Task description: Write out exactly the lines below that run from the line containing "Drop a point on every instance of the tall" through the last line of the records.

************

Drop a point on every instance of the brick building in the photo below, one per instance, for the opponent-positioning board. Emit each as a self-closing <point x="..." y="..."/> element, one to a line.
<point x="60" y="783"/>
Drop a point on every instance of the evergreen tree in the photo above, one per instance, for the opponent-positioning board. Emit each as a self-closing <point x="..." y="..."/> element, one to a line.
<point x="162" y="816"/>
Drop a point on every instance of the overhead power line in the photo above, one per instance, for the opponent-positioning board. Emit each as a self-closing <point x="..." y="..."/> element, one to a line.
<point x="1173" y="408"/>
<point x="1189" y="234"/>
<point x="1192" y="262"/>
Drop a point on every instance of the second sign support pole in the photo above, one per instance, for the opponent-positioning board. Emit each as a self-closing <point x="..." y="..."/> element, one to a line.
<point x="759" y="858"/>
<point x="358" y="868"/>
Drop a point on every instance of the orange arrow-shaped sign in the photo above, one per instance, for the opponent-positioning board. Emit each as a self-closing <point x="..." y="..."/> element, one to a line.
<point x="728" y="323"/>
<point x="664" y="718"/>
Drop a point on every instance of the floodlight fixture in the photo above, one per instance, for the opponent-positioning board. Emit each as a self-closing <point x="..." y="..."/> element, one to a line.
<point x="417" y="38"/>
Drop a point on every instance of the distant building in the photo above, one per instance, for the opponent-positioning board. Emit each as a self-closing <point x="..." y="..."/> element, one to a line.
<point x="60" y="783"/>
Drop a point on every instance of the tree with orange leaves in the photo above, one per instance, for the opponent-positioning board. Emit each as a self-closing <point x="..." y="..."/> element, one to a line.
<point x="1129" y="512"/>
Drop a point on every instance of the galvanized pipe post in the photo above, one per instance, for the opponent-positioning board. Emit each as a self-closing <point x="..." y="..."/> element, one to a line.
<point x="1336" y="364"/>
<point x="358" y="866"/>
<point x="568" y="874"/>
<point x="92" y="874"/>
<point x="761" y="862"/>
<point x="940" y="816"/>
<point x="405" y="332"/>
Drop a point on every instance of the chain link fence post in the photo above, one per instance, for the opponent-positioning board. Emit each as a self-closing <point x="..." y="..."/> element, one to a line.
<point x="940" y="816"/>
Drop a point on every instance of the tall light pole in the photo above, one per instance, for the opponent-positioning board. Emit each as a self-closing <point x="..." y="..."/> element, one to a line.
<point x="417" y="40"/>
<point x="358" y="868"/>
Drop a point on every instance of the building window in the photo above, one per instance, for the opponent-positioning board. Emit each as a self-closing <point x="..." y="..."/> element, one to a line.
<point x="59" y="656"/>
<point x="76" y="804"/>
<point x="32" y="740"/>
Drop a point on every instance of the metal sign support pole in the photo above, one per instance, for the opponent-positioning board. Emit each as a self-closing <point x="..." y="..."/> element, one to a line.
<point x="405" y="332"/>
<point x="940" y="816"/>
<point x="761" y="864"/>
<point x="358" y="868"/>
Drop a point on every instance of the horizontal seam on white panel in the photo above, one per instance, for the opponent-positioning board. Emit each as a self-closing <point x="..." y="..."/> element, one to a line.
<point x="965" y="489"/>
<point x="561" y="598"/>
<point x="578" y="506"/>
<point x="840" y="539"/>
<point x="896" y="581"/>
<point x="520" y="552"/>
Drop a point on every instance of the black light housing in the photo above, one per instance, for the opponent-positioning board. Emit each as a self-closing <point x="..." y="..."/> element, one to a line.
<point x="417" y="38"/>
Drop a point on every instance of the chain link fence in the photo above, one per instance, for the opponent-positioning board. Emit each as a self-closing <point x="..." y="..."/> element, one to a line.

************

Worked solution:
Drop a point on every instance of the tall light pole in the photo above, one per instance, for the opponent-positioning board. Emit each as a self-closing <point x="..." y="..."/> element, one to a line.
<point x="417" y="40"/>
<point x="358" y="868"/>
Drop a point on every instance of the building window in the photo above, one per instance, for the opponent-positioning board. Emit each as a self-closing <point x="..." y="..."/> element, one to a line.
<point x="59" y="656"/>
<point x="76" y="804"/>
<point x="32" y="740"/>
Drop a point on every instance of the metal sign support pole in the photo above, one per instance, for the opponent-positioning board. Emit each as a self-closing <point x="..." y="..."/> element, one to a line.
<point x="405" y="332"/>
<point x="940" y="816"/>
<point x="761" y="864"/>
<point x="358" y="868"/>
Drop a point on every instance of the horizontal seam on white panel in the photo above, one per instance, for the opponent-positioning board. Emit each as a self-closing <point x="..." y="..."/> element, one to a line.
<point x="965" y="489"/>
<point x="561" y="598"/>
<point x="578" y="506"/>
<point x="840" y="539"/>
<point x="896" y="581"/>
<point x="520" y="552"/>
Drop a point on every instance of the black light housing in the photo above, one per instance, for the opponent-positioning board. Emit each as a self-closing <point x="..." y="..."/> element, one to a line.
<point x="417" y="38"/>
Drop a point on every instance of the chain link fence in the photo above, one per instance, for the opponent-positioning board. Emit each as a self-closing <point x="..." y="..."/> element, one to a line.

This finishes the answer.